NB: A PDF version of this announcement (suitable for posting) is also available.

Combinatorics from biology: inference functions and sequence alignment

Sergi Elizalde
Dartmouth College

Thursday, January 12, 2006
L02 Carson Hall, 4 pm
Tea 3:30 pm, Math Lounge

Abstract: Statistical models are used in computational biology to draw conclusions from data. They give rise to several combinatorial problems. Sometimes the goal is to find the optimal alignment of a pair of DNA sequences, or to determine what parts of the genome will be translated into proteins. The functions that map each observation to its most probable explanation are called inference functions. They depend on the model parameters.

EXERCISE BRIEF → Extend the talk abstract on inference functions and sequence alignment past its last sentence, in the same voice.

EXTRACTED MATERIAL →
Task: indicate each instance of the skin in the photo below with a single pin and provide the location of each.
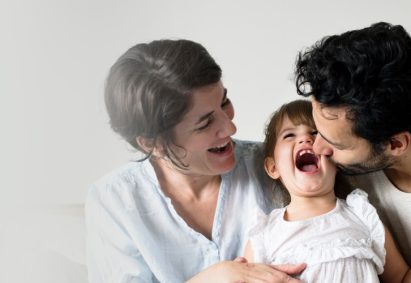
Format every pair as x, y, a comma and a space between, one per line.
194, 191
353, 154
312, 193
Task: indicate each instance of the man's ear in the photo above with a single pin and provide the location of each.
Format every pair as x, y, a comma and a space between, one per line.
399, 143
270, 168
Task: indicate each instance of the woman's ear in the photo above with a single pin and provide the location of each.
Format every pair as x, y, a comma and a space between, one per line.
146, 144
400, 143
270, 168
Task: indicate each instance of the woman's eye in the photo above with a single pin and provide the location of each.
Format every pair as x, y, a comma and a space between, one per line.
225, 103
289, 135
209, 120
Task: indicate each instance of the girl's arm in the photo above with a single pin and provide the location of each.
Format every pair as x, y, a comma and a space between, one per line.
395, 268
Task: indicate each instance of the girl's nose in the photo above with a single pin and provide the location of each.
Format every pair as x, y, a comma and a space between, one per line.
321, 146
306, 139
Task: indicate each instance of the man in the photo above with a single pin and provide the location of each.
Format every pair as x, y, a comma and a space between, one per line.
360, 82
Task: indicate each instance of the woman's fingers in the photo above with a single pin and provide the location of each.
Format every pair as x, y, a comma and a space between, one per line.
291, 269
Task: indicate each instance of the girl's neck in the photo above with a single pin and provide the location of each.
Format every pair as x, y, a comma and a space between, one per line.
305, 207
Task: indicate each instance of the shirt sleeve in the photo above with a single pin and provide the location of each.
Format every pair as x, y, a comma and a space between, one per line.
359, 204
111, 254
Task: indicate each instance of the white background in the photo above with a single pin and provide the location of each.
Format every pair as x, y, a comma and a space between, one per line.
55, 55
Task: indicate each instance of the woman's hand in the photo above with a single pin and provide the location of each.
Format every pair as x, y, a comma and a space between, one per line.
240, 270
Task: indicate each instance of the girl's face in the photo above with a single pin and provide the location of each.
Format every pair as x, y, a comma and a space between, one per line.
302, 172
203, 137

TASK RESPONSE →
Even though the number of maps from the set of observations to possible values of the hidden data is doubly exponential, it turns out that most of these maps are not inference functions for any value of the parameters. I will show that for any graphical model with a fixed number of parameters, the number of inference functions is polynomial in the size of the model. The proof reduces the enumeration of inference functions to counting the vertices of a certain lattice polytope.

Then I will give applications of this result to optimal sequence alignment, and discus some open combinatorial problems that arise.

No previous knowledge of combinatorics, biology, or statistics will be assumed.

This talk will be accessible to undergraduates.